On March 15, 1965, while at the Winchester City Jail awaiting trial, Durham signed a third written statement of his involvement in the Double Toll Gate murders. His account of the slayings was again substantially similar to those in his earlier statements, except that, instead of Howard, one George Easter was named as Durham’s accomplice and the actual slayer of the two women. Durham made this statement pursuant to a written agreement with the Commonwealth’s Attorney under which the latter agreed to make certain recommendations regarding sentencing in exchange for Durham’s guilty plea and his cooperation in bringing to justice any others involved in the Double Toll Gate murders.

On March 18, 1965, the Circuit Court of Frederick County permitted Durham to withdraw his earlier pleas of not [1160]*1160guilty and to enter pleas of guilty to the two murder indictments. On June 1, 1965, prior to his presentence hearing, Durham escaped from the Frederick County jail and was recaptured the same day. At his presentence hearing held on June 28, 1965, Durham moved to withdraw his guilty pleas. His motion was granted and he was rearraigned on July 2, 1965, pleading not guilty to both indictments. On July 26, 1965, Durham again attempted to change his pleas to guilty but his motion was this time denied and the case against him for the murder of Mrs. Snow was again set for trial.

In August of 1965, Durham’s two court-appointed attorneys were, with his consent, permitted to withdraw from the case and new counsel was appointed. On November 18, 1965, following a three-day trial in the Circuit Court of Frederick County, a jury found Durham guilty of murdering Mrs. Snow and sentenced him to life imprisonment, which sentence he is now serving. Durham was denied a writ of error by the Supreme Court of Appeals of Virginia. Durham v. Virginia, 207 Va. lxxxiii (1966). The United States Supreme Court denied his petition for a writ of certiorari. 387 U.S. 910, 87 S.Ct. 1694, 18 L.Ed.2d 629 (1967).

By his petition filed here, Durham now seeks relief from his conviction by way of federal habeas corpus, as provided under 28 U.S.C. § 2254. This court appointed two attorneys to represent petitioner and, at Durham’s request, held a hearing ore tenus on his claims on February 26, 1971. Petitioner appeared with his attorneys at the hearing and chose not to testify.

The grounds asserted by Durham as entitling him to relief are as follows:

1. The admission at trial of evidence regarding Durham’s escape from jail pending his trial;
2. The systematic exclusion from the jury of veniremen who expressed conscientious scruples against capital punishment ;
3. Denial of the right to trial by an impartial jury;
4. Prejudicial pretrial publicity;
5. Denial of the right to counsel at interrogations;
6. The admission into evidence of involuntary confessions.
=====
- **Exercise brief**
Answer these questions from the court opinion, one per line:
1. Whom did Durham's March 15, 1965 statement name as his accomplice?
2. On what date did Durham escape from the Frederick County jail?
3. What sentence did the jury impose on Durham for murdering Mrs. Snow?
Base your answers on the court opinion alone.

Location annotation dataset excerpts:
=====
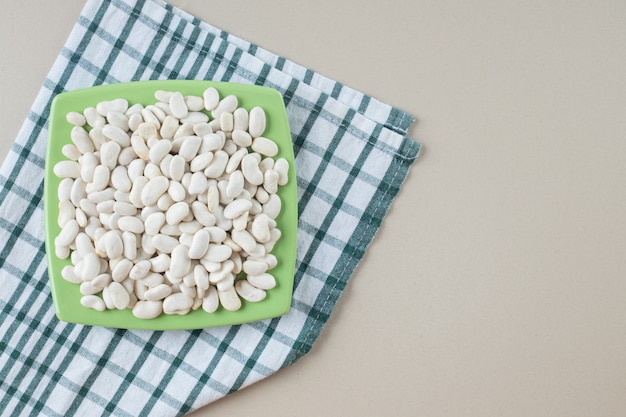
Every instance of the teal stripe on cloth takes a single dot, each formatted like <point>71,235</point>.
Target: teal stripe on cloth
<point>352,156</point>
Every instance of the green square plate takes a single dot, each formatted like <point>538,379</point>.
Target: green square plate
<point>66,296</point>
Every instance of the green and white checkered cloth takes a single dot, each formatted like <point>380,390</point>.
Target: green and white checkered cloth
<point>351,158</point>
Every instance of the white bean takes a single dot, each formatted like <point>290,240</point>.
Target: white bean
<point>153,190</point>
<point>199,244</point>
<point>229,299</point>
<point>180,261</point>
<point>210,302</point>
<point>194,103</point>
<point>119,295</point>
<point>249,292</point>
<point>121,270</point>
<point>189,147</point>
<point>244,239</point>
<point>265,146</point>
<point>113,244</point>
<point>273,206</point>
<point>68,233</point>
<point>227,104</point>
<point>93,301</point>
<point>81,139</point>
<point>218,253</point>
<point>158,292</point>
<point>158,151</point>
<point>237,207</point>
<point>178,303</point>
<point>250,169</point>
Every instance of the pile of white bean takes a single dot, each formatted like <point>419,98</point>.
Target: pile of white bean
<point>161,207</point>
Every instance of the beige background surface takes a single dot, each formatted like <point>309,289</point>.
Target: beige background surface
<point>497,284</point>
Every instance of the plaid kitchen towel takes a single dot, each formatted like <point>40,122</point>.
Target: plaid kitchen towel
<point>352,156</point>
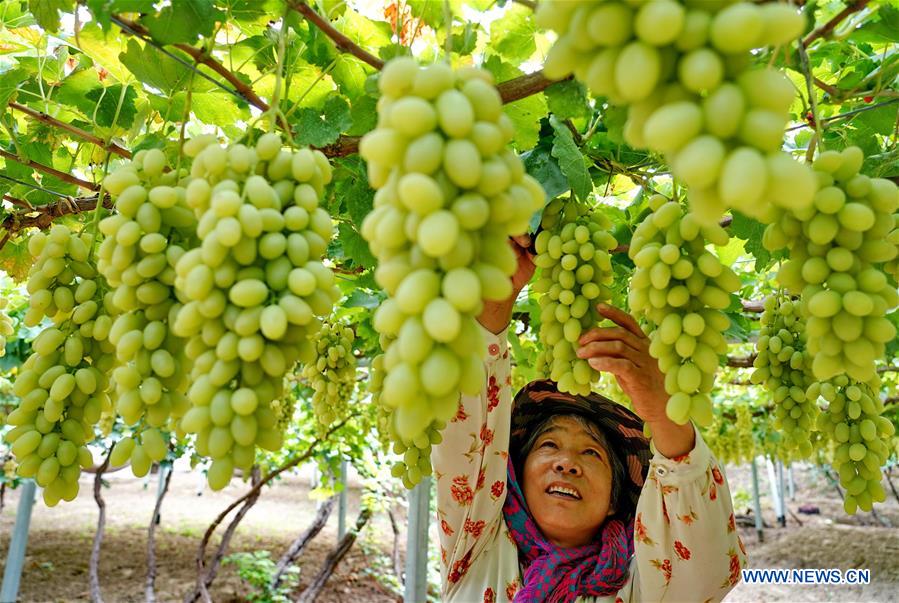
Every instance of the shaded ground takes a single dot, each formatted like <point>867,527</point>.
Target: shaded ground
<point>56,566</point>
<point>829,540</point>
<point>60,542</point>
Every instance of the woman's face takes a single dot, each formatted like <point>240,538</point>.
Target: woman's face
<point>568,483</point>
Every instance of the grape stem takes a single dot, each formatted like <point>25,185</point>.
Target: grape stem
<point>78,132</point>
<point>826,29</point>
<point>812,97</point>
<point>203,576</point>
<point>46,169</point>
<point>240,89</point>
<point>343,43</point>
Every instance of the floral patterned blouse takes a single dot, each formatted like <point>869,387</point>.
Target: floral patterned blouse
<point>686,544</point>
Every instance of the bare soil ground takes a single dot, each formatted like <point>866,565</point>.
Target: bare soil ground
<point>60,542</point>
<point>59,546</point>
<point>829,540</point>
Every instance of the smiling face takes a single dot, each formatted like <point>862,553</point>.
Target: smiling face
<point>568,483</point>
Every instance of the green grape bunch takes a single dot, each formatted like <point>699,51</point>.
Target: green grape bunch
=====
- **Completed task**
1. George Easter
2. June 1, 1965
3. Life imprisonment